▸ **REQUEST 1**
Report each line of the rows below that contains the word "destination", copying each one in full.

▸ **EXTRACT PROVIDED**

• • • • •

(This is the second part of a two-part interview. Go read the first!)
NB: One thing I’m really interested about is also the fact that, after creating the Bijlmer Euro, you also want to expand the project to other nations that are involved with the Bijlmer, like Suriname. I was wondering if you were thinking of another type of money exchange that doesn’t involve the physical exchange of bills, to create a more global kind of banking system.
CN: Yeah, totally. That’s exactly what we’re trying to do. Having a semi-digital object that has this weird thing attached. Now telephone company are starting to become banks, right? So people are sending minutes to Suriname, to their relatives. When sending money via something like Western Union, you get a little percentage cut. When you send 100, the person on the other end gets 97. There is no taxing paid to governments on telephone minutes. It’s a big growth area, but also the possibility for a diasporic banking system. I’d like to become a bank.
There are 20 different nationalities living in this kind of post-colonial context, and those communities have really strong connections. There are family members, but there are also business relationships. There is a real possibility to have a whole socialist banking, a diasporic banking system. In terms of monetary value, they are much higher than global aid, and that has such a profound effect on how the world will develop. So I think developing a system that either cuts a lower percentage or is totally free, depending on what kind of model we go for, it could be super powerful. We can essentially put Western Union out of business. It’s possible, I mean.

• • • • •

Object point labels:

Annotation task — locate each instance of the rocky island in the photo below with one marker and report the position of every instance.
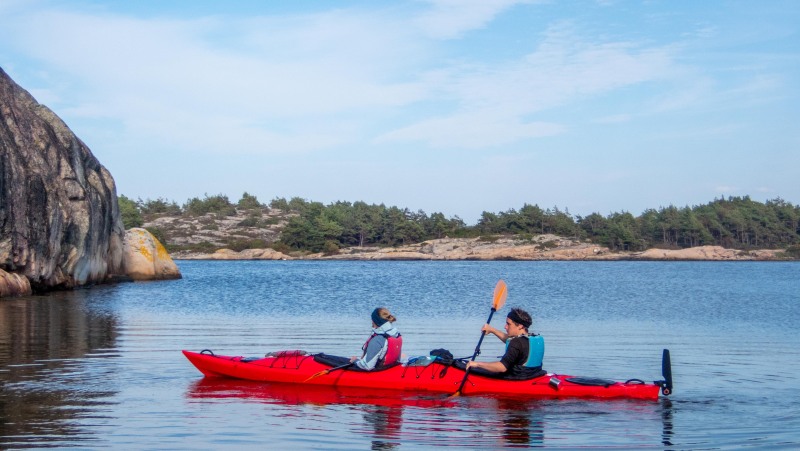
(60, 224)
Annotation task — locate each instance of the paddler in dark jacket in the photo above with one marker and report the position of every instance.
(384, 346)
(524, 351)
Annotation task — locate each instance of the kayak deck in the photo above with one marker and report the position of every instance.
(296, 367)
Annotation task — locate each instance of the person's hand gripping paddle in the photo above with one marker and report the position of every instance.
(500, 294)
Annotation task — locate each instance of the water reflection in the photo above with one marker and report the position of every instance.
(666, 419)
(44, 341)
(522, 422)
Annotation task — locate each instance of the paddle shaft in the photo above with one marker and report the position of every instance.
(329, 370)
(477, 351)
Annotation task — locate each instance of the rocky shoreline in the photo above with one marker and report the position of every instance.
(542, 247)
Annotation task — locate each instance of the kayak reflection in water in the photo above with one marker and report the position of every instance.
(524, 351)
(383, 348)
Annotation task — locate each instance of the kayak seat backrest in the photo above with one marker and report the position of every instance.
(335, 360)
(460, 364)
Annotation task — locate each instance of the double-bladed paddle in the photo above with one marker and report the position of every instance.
(500, 294)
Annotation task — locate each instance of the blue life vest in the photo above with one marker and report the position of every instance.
(535, 350)
(393, 351)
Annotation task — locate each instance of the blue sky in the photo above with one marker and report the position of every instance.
(452, 106)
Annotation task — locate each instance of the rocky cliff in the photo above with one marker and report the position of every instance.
(59, 219)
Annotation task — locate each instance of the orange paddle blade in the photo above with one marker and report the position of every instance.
(500, 294)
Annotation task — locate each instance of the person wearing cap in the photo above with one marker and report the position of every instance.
(383, 348)
(524, 351)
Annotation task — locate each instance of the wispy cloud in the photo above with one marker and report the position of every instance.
(448, 19)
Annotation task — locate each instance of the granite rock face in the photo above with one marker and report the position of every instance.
(60, 225)
(146, 258)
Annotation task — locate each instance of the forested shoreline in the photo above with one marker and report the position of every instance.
(733, 222)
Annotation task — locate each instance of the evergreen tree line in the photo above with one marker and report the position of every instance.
(735, 222)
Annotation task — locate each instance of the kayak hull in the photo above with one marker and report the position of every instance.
(295, 368)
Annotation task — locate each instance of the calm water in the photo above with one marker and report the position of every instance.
(102, 368)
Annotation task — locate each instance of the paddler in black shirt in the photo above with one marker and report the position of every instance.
(524, 352)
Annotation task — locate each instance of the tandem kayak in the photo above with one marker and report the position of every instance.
(299, 367)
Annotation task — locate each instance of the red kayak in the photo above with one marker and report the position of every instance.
(298, 367)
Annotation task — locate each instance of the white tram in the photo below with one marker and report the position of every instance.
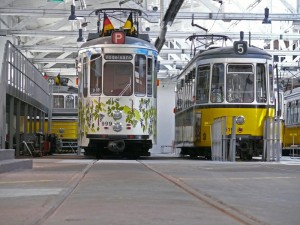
(117, 88)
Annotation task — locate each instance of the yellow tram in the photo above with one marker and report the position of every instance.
(229, 82)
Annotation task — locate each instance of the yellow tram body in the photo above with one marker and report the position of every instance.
(225, 83)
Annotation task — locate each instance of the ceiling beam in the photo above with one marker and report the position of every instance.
(59, 13)
(169, 35)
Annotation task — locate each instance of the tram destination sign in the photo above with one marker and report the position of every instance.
(118, 57)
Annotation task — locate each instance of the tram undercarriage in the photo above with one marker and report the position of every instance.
(246, 149)
(118, 148)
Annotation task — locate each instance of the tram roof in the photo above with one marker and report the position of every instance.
(228, 52)
(128, 40)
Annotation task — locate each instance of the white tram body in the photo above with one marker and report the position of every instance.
(117, 95)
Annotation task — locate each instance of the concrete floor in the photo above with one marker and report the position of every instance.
(161, 189)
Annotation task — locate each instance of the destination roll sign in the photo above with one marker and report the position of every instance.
(118, 57)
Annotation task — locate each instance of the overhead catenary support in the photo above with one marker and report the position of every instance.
(168, 19)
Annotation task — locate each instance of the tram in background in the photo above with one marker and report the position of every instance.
(117, 87)
(224, 82)
(64, 117)
(291, 138)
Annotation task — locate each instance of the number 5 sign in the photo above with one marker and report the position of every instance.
(240, 47)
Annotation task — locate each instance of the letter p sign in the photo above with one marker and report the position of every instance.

• • • • •

▸ **REQUEST 2**
Repeat word for word the part of the banking interview above from "CN: Yeah, totally." to "become a bank.".

▸ **EXERCISE RESPONSE 1**
Annotation task — locate each instance of the tram destination sign in the photo above with one marker and report the position of every instance.
Annotation task — locate each instance of the destination roll sign in the photo above with one marker and report the position of every instance.

▸ **EXERCISE RESPONSE 2**
CN: Yeah, totally. That’s exactly what we’re trying to do. Having a semi-digital object that has this weird thing attached. Now telephone company are starting to become banks, right? So people are sending minutes to Suriname, to their relatives. When sending money via something like Western Union, you get a little percentage cut. When you send 100, the person on the other end gets 97. There is no taxing paid to governments on telephone minutes. It’s a big growth area, but also the possibility for a diasporic banking system. I’d like to become a bank.